• [STATED GOAL] Copy out every one of the entries below word for word, with no changes.

• [RECORD EXCERPTS]
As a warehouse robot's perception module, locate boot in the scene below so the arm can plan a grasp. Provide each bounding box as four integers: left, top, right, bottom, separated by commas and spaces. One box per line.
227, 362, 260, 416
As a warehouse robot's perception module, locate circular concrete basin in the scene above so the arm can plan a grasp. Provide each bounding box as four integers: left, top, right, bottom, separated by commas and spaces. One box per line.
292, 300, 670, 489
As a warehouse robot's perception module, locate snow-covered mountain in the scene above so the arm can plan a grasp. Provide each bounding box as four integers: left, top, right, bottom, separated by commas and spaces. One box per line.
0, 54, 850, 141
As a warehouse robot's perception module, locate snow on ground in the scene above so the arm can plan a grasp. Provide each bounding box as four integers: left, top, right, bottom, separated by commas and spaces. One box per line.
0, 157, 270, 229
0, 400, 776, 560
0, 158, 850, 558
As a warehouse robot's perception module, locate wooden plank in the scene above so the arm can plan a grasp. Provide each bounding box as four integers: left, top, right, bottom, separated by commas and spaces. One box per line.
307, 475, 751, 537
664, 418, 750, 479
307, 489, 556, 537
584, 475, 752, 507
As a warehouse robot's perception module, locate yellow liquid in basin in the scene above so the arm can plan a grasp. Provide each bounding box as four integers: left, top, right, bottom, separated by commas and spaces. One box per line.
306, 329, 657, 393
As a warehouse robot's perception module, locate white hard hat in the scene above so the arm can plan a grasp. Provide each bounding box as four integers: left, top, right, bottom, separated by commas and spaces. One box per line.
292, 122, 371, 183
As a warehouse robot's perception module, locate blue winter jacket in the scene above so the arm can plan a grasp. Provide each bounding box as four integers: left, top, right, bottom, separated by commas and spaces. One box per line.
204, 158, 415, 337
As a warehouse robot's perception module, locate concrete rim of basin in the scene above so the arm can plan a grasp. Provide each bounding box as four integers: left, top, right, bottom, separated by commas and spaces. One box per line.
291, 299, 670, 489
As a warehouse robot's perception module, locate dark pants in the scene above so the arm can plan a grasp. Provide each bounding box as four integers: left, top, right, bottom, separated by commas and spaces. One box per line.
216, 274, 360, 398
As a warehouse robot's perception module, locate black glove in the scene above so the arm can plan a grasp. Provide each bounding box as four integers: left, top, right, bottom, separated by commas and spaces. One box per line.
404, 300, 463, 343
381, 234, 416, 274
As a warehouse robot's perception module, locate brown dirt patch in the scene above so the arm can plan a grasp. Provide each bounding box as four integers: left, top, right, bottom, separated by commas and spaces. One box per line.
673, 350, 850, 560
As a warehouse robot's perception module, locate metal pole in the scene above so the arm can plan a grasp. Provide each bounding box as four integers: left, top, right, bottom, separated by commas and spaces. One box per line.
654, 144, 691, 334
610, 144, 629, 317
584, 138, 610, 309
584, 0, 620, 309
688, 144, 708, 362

• [WRITTEN RESPONSE]
As a warehouse robot's perception module, locate boot in the scene below so the arm can plan a grasp. Provide each bounding box as four integers: left, top, right, bottom, separated by commas and spaces. One box per line.
227, 362, 260, 416
As a warehouse robot's perception module, locate circular concrete basin in the scene above so the arm can plan a grasp. Provide each bounding box as four integers: left, top, right, bottom, separated by commas and spaces. One box per line.
292, 300, 670, 489
As a warehouse robot's perception module, locate snow-covered mountain in the scene above so the arm can plan a grasp. Provide each bounding box as four integers: left, top, right, bottom, separated by commas and spaces. One box per line.
0, 54, 850, 141
As a warehouse robot's perception module, locate snow on ground in the scene above so the arm can plan a grasp. Provide each bounding box as four integers: left, top, right, bottom, separated by commas and spaces. One box per line.
0, 157, 270, 229
0, 400, 776, 560
0, 158, 850, 558
As a warehouse robot's perception module, locate wooden plank in the scene above so the arm can plan a grasp. Provide each bounding box as four integers: left, top, right, bottom, separated by commas and spaces. One box per line.
307, 475, 751, 537
664, 418, 750, 479
307, 489, 556, 537
584, 475, 752, 507
As a warehouse robot's perception module, locate yellow liquid in basin in the scene above so the arm can plan a grasp. Provide each bounding box as four integers: left, top, right, bottom, separated by commas and spaces. One box per line.
306, 329, 657, 393
As a warehouse robot's perception module, locate white hard hat in the scene above so the arm can plan a grasp. Provide each bounding box as four integers: left, top, right, bottom, separated by commas and spaces. One box per line.
292, 122, 371, 183
As a warehouse robot's perception module, locate blue winter jacket in the scene above so the arm can plan a grasp. Provide each bounding box as four integers: left, top, right, bottom, separated by commas and spaces. One box per line.
204, 158, 415, 337
As a warehouse robot's perception module, locate concrete rim of basin in the scene above so the arm can plan a grasp. Provide each bounding box as four integers: left, top, right, bottom, separated by commas and spaces. One box per line.
291, 299, 670, 489
As a warehouse robot's perception module, locate dark pants in the scene above so the arm can plan a grasp. Provide each bounding box as four integers: left, top, right, bottom, separated by commas and spaces. One box per line.
216, 274, 360, 398
As a warehouse robot's perception module, locate black glove in the scene above so the arm can plan a grasp. Provide each bounding box as four integers: left, top, right, bottom, separated by commas and spaces. One box per line.
404, 300, 463, 343
381, 234, 416, 274
As a warehouse robot's perception module, locate brown dirt patch in the scene above so the arm can plan a grasp. Provide each bounding box as four integers: left, top, right, bottom, separated by commas and spaces. One box per line.
673, 350, 850, 560
As a warehouse robot's perception module, locate metal pole in the scene above so the arm can plan a grasp. Provide each bounding box as four integers: left, top, right, bottom, separated by commas and spaces. One box per line.
654, 144, 691, 334
610, 144, 629, 317
584, 138, 610, 309
584, 0, 620, 309
688, 144, 708, 362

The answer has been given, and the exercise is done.